**SELECTED TEXT**:
****************

Garvan Walshe: We may not be interested in ungoverned spaces, but they are interested in us

Garvan Walshe was National and International Security Policy Adviser for the Conservative Party until 2008. He is now studying for a PhD at the University of Manchester, and is managing partner at The Research Department, a consultancy.

Hague’s “dangerous world” warning shows the folly of defence cuts

David Cameron runs his government like a lighthouse. Today’s issue receives the full glare of prime ministerial focus. Yesterday’s and tomorrow’s lie ignored in darkness. So we had, in response to a serious but not unprecedented hostage crisis in Algeria, a call to meet the “generational challenge” of Islamist extremism. Just 24 hours later, Philip Hammond, like a single brave officer ordered to hold an indefensible salient, announces the Army is to be cut by 5,000 men.

****************

Coordinate annotation records:
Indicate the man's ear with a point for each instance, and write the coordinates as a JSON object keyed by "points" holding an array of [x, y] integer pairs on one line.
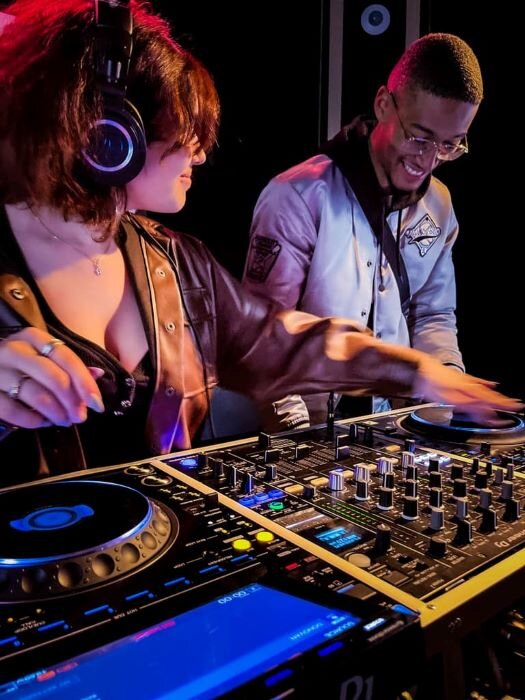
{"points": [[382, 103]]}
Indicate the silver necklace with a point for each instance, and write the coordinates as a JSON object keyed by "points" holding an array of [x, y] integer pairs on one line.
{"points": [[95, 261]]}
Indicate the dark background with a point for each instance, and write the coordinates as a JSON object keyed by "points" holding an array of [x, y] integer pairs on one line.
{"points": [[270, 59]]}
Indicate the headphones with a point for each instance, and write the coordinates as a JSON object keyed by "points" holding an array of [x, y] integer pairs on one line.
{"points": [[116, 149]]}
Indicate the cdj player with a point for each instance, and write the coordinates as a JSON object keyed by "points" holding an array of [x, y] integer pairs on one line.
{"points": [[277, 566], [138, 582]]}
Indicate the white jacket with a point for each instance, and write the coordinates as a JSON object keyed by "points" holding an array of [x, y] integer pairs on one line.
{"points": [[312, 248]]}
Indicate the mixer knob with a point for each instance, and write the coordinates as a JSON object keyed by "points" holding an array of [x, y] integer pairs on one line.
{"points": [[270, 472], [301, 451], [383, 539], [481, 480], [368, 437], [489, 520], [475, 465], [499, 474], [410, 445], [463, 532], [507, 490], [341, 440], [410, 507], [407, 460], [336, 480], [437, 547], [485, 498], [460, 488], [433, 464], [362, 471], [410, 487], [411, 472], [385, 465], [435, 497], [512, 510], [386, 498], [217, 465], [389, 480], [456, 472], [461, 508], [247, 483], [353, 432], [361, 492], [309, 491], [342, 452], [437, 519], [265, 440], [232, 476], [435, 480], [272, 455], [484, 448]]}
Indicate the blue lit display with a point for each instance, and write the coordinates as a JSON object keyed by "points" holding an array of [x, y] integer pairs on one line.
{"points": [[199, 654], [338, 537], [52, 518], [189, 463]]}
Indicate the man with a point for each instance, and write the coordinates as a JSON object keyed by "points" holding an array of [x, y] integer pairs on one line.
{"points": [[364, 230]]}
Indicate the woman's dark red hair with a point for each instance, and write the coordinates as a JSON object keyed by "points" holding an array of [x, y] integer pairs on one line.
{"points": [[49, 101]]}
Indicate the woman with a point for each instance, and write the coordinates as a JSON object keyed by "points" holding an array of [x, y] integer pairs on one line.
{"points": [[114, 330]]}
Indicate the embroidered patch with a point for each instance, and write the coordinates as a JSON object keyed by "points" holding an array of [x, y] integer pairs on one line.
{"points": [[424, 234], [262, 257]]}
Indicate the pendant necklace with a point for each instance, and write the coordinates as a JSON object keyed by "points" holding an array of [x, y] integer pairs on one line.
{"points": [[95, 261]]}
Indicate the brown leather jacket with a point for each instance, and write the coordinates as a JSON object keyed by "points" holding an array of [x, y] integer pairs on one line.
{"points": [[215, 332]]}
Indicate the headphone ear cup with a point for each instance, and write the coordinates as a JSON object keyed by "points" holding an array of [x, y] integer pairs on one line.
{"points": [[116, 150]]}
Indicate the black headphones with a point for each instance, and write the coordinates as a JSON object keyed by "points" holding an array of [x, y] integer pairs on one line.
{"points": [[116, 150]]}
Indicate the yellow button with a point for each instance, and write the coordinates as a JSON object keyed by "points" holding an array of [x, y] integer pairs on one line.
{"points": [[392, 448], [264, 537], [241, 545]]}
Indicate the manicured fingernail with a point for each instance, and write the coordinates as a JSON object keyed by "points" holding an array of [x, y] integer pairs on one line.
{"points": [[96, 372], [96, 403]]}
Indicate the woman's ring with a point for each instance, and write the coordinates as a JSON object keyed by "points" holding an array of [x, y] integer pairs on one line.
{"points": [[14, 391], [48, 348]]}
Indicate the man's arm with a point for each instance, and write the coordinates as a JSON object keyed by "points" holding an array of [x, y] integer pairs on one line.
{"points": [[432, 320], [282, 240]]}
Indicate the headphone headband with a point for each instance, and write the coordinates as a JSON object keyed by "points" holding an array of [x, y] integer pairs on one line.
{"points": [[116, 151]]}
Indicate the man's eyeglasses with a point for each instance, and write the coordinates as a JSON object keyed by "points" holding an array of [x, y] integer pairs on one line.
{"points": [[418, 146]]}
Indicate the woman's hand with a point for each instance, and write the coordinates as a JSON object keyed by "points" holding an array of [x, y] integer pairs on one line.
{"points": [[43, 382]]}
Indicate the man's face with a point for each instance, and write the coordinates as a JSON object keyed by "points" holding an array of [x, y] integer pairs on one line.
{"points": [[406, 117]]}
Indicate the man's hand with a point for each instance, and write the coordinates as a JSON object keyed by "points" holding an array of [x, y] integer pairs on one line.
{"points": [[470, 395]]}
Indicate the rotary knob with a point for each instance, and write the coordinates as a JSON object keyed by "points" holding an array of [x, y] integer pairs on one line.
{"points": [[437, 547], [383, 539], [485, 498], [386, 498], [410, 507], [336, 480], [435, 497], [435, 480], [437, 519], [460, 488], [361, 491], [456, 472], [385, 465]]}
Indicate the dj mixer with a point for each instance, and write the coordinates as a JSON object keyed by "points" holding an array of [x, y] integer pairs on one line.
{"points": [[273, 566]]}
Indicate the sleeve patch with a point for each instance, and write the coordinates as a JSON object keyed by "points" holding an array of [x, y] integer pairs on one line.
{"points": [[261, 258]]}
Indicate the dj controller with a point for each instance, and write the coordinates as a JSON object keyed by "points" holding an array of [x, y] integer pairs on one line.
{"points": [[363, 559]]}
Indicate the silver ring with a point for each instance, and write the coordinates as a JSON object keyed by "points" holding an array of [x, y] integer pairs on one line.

****************

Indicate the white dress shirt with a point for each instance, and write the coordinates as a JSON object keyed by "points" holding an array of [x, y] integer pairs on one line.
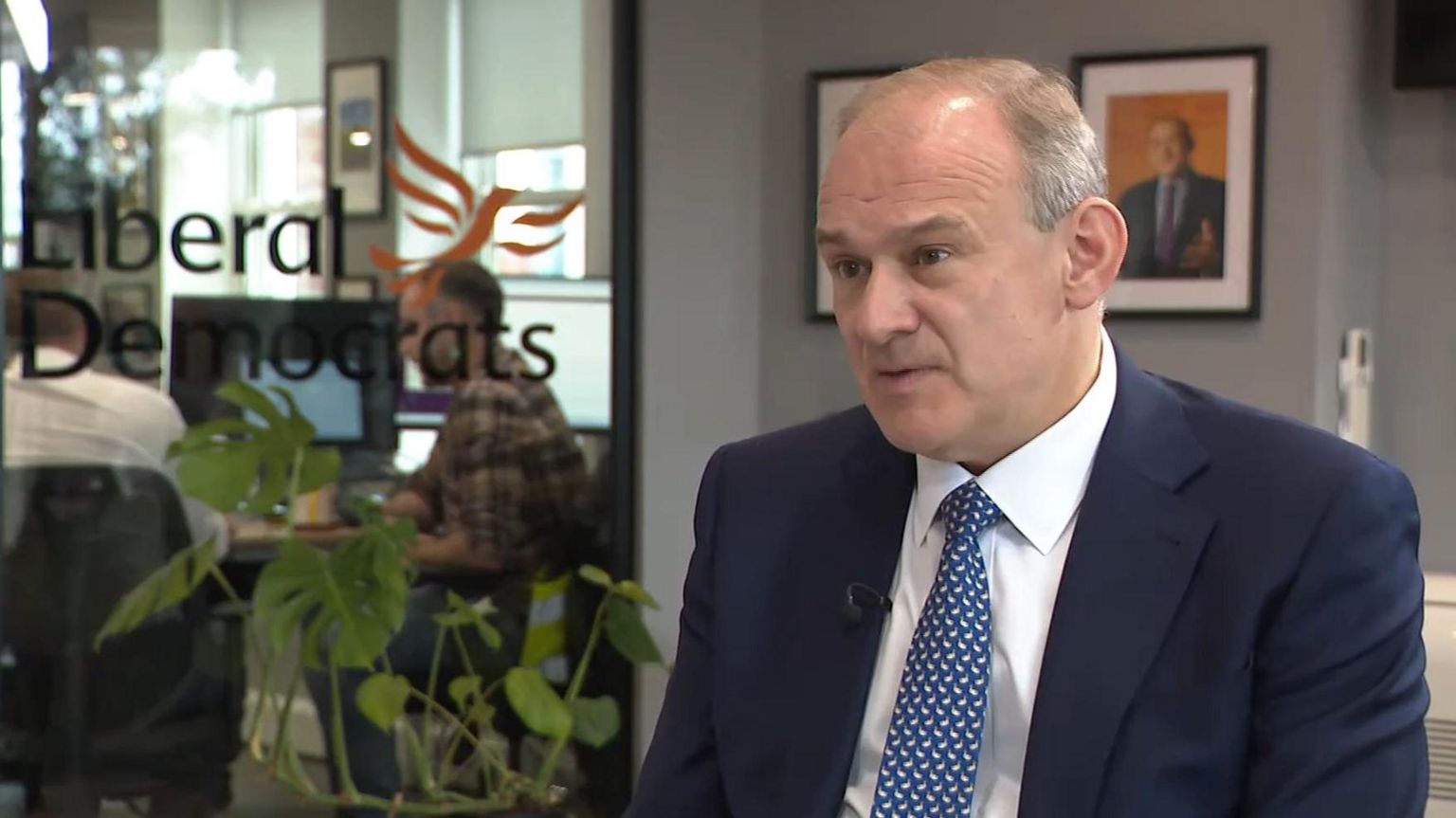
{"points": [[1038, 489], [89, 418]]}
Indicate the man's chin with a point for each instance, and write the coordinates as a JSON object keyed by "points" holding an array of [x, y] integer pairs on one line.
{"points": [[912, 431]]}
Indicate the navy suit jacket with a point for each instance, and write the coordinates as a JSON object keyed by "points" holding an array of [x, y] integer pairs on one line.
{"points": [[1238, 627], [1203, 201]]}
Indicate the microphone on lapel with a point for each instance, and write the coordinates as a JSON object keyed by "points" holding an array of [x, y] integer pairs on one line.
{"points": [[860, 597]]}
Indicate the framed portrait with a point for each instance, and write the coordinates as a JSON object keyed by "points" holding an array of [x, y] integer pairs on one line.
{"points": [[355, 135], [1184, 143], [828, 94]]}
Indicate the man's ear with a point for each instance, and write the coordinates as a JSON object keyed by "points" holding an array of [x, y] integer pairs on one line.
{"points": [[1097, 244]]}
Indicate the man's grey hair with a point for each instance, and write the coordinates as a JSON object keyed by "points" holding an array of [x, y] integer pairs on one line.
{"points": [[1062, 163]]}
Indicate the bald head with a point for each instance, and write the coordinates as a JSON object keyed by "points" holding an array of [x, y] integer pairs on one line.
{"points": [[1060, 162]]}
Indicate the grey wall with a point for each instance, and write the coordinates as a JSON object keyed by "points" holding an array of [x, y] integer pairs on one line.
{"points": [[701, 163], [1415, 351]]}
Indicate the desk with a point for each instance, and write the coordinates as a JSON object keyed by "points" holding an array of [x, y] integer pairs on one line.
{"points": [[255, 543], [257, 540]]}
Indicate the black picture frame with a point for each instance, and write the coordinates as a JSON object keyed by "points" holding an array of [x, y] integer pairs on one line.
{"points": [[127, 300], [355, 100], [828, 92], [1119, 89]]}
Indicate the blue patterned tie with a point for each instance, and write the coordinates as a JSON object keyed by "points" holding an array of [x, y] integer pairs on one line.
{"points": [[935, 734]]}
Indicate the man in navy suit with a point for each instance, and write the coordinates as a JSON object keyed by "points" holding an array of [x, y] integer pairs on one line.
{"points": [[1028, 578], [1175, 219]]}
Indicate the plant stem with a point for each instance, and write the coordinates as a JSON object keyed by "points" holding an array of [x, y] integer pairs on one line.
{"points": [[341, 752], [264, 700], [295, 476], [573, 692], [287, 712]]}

****************

**TASK INSTRUCTIONS**:
1. Reproduce the passage of the article on defence cuts from "Garvan Walshe was" to "by 5,000 men.".
2. Collect every line of the records that contains the word "dark", matching case.

**LIST OF SOLUTIONS**:
1.
Garvan Walshe was National and International Security Policy Adviser for the Conservative Party until 2008. He is now studying for a PhD at the University of Manchester, and is managing partner at The Research Department, a consultancy.

Hague’s “dangerous world” warning shows the folly of defence cuts

David Cameron runs his government like a lighthouse. Today’s issue receives the full glare of prime ministerial focus. Yesterday’s and tomorrow’s lie ignored in darkness. So we had, in response to a serious but not unprecedented hostage crisis in Algeria, a call to meet the “generational challenge” of Islamist extremism. Just 24 hours later, Philip Hammond, like a single brave officer ordered to hold an indefensible salient, announces the Army is to be cut by 5,000 men.

2.
Indicate the dark background with a point for each instance, and write the coordinates as a JSON object keyed by "points" holding an array of [x, y] integer pairs on one line.
Indicate the woman's dark red hair with a point for each instance, and write the coordinates as a JSON object keyed by "points" holding an array of [x, y] integer pairs on one line.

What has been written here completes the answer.